• Work to complete
A. In the abstract, which protein was used to demonstrate how creatine kinase can induce multistep reactions in infrared spectroscopic experiments?
B. From the abstract, list every band position used to follow the enzymatic reaction of creatine kinase.

Journal of Physical Chemistry B, Vol.117, No.48, 14967-14972, 2013
Use of Creatine Kinase To Induce Multistep Reactions in Infrared Spectroscopic Experiments
An extension of current approaches to trigger enzymatic reactions in reaction-induced infrared difference spectroscopy experiments is described. A common procedure is to add a compound that induces a reaction in the protein of interest. To be able to induce multistep reactions, we explored here the use of creatine kinase (CK) for the study of phosphate transfer mechanisms. The enzymatic reaction of CK could be followed using bands at 1614 and 979 cm(-1) for creatine phosphate consumption, at 944 cm(-1) for ADP consumption, and at 1243, 992, and 917 cm(-1) for ATP formation. The potential of CK to induce multistep reactions in infrared spectroscopic experiments was demonstrated using the sarcoplasmic reticulum Ca2+-ATPase (SERCA1a) as the protein of interest. ADP binding to the ATPase was triggered by photolytic release of ADP from P-3-1-(2-nitro)phenylethyl ADP (caged ADP). CK added in small amounts converted the released ADP to ATP on the time scale of minutes. This phosphorylated the ATPase and led to the formation of the first phosphoenzyme intermediate Ca(2)E1P. Thus a difference spectrum could be obtained that reflected the reaction from the ADP ATPase complex to the first phosphoenzyme intermediate. Comparison with a phosphorylation spectrum obtained when the initial state was the ATP ATPase complex revealed the contribution of ATP's gamma-phosphate to the conformational change of the ATPase upon nucleotide binding: gamma-phosphate binding modifies the structure of a beta-sheet, likely in the phosphorylation domain, and shifts its spectral position from similar to 1640 to similar to 1630 cm(-1). Upon phosphorylation of the ATPase, the beta-sheet relaxes back to a structure that is intermediate between that adopted in the ADP bound state and that in the ATP bound state.

Collection entries

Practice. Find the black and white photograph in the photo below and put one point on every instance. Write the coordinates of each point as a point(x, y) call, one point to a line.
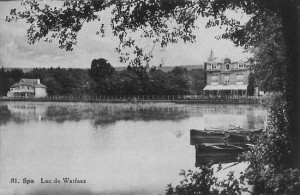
point(149, 97)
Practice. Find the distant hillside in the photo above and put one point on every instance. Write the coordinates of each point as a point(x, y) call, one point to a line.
point(23, 69)
point(169, 68)
point(163, 68)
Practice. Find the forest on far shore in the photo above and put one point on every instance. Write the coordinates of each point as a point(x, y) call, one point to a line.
point(103, 79)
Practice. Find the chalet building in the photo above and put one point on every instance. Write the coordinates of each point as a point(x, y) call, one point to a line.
point(28, 88)
point(225, 77)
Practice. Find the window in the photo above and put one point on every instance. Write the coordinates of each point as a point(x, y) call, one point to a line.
point(208, 66)
point(214, 78)
point(239, 77)
point(214, 66)
point(226, 79)
point(241, 65)
point(227, 66)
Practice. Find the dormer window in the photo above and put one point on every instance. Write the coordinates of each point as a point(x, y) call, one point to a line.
point(214, 66)
point(227, 66)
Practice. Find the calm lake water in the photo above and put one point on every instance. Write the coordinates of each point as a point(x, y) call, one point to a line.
point(116, 148)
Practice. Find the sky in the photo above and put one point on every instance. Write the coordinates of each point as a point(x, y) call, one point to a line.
point(15, 52)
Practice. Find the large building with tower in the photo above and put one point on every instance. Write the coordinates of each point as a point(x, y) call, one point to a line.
point(226, 77)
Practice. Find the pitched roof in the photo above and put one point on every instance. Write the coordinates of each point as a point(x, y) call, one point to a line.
point(32, 82)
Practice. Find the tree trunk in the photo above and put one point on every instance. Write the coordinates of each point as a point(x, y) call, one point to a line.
point(291, 28)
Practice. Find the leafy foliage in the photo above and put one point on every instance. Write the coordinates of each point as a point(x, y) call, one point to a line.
point(204, 182)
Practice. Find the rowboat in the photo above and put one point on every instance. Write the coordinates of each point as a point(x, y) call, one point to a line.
point(220, 145)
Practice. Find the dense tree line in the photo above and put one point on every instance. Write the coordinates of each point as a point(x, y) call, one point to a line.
point(102, 79)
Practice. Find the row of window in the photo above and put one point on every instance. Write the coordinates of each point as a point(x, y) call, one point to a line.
point(239, 78)
point(227, 66)
point(20, 87)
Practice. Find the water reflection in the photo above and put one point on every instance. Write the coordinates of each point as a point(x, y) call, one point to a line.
point(117, 148)
point(104, 115)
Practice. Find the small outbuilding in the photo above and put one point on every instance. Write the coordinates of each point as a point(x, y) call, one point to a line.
point(27, 88)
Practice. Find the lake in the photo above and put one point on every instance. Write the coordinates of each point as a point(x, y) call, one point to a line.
point(119, 148)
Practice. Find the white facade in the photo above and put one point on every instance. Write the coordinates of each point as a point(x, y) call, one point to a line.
point(28, 88)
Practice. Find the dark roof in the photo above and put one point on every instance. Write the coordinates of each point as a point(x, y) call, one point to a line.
point(32, 82)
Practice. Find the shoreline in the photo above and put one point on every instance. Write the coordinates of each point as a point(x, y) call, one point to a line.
point(176, 101)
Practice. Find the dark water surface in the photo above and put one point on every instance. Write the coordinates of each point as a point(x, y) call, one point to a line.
point(116, 148)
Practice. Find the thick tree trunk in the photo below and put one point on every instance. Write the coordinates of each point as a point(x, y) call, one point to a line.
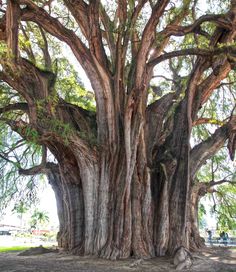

• Response list
A. The sarcoplasmic reticulum Ca2+-ATPase (SERCA1a).

B. 1614 cm(-1), 979 cm(-1), 944 cm(-1), 1243 cm(-1), 992 cm(-1), 917 cm(-1)